**GOAL:** Copy the material from the line with "the white fence" to the line with "top-left (0, 111), bottom-right (94, 144)", swapping "white fence" for "picket fence" and keeping everything else the same.

**Stored items from a collection:**
········
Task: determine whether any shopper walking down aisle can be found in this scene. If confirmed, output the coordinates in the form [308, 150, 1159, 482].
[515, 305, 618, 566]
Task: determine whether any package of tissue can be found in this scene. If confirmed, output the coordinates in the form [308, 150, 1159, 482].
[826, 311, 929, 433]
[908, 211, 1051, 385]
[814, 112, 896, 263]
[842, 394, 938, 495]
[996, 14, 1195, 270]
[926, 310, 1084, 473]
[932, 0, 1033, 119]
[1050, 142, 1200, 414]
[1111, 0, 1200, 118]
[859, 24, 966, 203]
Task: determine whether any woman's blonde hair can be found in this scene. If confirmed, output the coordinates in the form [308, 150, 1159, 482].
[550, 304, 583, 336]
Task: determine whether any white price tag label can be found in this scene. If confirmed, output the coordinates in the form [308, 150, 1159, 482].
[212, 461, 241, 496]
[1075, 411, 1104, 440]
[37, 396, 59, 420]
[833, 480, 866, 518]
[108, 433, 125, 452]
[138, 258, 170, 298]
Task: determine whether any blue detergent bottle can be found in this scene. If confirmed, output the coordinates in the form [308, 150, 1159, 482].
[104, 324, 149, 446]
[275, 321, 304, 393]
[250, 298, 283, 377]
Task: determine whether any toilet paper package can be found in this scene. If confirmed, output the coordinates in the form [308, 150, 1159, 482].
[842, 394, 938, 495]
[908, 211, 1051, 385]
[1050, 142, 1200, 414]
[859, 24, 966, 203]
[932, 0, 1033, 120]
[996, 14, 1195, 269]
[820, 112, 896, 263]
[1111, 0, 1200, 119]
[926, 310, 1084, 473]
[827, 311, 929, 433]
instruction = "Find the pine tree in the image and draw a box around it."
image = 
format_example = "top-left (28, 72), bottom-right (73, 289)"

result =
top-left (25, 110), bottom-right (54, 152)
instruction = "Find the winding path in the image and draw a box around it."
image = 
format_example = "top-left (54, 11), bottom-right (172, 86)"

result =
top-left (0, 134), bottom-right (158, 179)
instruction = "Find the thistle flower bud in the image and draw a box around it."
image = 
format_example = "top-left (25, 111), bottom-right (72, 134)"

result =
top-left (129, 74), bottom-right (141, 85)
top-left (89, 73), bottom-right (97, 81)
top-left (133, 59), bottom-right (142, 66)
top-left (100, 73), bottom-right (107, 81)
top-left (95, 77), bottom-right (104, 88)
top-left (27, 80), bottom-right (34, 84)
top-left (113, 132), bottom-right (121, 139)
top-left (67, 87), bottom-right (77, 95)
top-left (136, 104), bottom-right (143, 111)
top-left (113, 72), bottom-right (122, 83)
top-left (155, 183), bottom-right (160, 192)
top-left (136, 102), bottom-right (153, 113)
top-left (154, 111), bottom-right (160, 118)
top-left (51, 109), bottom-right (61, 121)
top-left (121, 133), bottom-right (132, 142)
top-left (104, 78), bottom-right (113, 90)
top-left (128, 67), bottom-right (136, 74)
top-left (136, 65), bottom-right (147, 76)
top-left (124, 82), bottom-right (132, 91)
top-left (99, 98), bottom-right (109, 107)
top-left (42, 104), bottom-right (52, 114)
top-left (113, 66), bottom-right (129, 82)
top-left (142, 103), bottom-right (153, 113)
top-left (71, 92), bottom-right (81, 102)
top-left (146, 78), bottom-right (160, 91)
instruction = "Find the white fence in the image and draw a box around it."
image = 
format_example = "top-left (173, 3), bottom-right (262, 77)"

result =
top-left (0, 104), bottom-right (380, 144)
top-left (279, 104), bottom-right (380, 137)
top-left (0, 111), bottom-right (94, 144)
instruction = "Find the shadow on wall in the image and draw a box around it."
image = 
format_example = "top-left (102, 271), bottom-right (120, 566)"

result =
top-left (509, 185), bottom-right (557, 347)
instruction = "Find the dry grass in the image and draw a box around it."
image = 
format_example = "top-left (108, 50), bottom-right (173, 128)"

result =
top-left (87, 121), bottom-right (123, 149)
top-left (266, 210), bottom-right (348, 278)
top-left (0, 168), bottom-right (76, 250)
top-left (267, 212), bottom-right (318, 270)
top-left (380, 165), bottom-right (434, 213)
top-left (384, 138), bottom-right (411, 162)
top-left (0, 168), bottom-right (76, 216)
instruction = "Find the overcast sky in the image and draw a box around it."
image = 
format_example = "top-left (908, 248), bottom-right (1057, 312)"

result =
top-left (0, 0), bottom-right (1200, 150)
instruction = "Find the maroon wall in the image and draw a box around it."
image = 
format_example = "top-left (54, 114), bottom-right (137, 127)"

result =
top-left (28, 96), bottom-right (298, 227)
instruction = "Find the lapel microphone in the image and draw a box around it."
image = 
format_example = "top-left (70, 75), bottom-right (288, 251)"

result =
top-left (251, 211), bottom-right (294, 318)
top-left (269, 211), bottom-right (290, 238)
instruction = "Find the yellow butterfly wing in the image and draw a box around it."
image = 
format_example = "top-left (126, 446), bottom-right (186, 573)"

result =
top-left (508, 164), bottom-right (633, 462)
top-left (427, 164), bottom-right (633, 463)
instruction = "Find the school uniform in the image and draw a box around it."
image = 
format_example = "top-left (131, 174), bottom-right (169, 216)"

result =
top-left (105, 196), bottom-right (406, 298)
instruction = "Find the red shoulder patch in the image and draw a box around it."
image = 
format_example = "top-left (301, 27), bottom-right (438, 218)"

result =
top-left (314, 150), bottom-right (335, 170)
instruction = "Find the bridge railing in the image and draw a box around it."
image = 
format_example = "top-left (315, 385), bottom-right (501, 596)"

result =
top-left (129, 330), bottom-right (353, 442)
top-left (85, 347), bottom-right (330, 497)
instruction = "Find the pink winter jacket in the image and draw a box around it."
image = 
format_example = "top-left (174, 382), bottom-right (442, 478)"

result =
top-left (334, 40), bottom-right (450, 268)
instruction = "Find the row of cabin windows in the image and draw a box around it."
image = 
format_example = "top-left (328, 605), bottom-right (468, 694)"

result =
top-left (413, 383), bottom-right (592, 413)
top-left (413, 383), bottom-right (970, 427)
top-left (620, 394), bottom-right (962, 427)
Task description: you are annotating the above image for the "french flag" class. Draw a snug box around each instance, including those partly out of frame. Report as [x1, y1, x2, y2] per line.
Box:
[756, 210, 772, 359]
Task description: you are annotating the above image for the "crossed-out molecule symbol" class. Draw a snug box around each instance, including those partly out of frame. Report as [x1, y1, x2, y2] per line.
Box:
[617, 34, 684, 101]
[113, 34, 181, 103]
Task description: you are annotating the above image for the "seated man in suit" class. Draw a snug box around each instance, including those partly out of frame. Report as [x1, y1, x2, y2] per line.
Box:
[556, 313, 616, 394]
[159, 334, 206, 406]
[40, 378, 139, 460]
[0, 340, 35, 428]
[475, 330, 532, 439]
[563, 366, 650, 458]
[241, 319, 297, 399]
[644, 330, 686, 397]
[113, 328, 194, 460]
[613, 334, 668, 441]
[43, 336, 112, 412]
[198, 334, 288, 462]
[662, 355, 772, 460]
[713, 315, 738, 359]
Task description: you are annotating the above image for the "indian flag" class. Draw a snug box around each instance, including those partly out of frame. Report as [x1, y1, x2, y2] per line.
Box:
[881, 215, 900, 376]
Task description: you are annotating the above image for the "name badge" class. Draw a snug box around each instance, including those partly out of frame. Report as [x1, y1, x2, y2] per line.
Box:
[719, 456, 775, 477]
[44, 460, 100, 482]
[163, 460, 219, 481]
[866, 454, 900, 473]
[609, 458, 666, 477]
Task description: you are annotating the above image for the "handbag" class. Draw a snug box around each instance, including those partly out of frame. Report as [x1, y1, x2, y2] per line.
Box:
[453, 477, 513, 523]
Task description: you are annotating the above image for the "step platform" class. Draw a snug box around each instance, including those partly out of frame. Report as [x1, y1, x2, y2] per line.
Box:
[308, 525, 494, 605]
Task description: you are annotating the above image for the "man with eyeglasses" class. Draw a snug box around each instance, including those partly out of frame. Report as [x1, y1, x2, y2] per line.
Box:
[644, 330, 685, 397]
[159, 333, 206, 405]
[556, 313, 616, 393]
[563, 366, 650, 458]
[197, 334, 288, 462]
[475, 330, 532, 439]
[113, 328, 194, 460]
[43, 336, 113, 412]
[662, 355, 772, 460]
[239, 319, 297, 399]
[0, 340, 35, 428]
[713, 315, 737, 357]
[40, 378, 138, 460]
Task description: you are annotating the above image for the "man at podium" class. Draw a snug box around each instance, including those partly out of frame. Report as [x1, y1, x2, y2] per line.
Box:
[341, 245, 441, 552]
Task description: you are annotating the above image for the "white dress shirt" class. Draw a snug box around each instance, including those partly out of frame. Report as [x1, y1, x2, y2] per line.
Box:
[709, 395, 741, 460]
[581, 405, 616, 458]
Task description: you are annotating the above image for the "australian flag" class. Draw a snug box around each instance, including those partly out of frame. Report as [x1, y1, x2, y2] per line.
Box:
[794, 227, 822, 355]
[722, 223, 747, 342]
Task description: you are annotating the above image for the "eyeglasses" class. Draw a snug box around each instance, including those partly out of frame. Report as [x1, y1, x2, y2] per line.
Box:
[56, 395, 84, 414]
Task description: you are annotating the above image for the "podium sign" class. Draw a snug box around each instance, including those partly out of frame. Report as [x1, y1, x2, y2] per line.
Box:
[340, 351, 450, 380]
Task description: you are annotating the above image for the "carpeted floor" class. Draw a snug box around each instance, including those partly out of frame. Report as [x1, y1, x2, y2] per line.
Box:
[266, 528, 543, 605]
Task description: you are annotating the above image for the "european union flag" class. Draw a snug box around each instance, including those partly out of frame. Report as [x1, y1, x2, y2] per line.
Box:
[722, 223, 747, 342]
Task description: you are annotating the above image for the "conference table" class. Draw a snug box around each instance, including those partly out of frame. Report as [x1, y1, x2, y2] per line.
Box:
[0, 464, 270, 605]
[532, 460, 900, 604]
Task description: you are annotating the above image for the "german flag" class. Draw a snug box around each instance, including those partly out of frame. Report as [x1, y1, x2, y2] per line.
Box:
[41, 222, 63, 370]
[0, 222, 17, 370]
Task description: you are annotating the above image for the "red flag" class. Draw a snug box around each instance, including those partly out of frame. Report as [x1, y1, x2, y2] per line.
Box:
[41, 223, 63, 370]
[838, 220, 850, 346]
········
**RESULT OF THE EXERCISE:**
instruction = "Find the picket fence in the image and draw a box around it."
image = 
format_example = "top-left (173, 3), bottom-right (262, 77)"

result =
top-left (0, 104), bottom-right (380, 144)
top-left (279, 104), bottom-right (380, 137)
top-left (0, 111), bottom-right (94, 144)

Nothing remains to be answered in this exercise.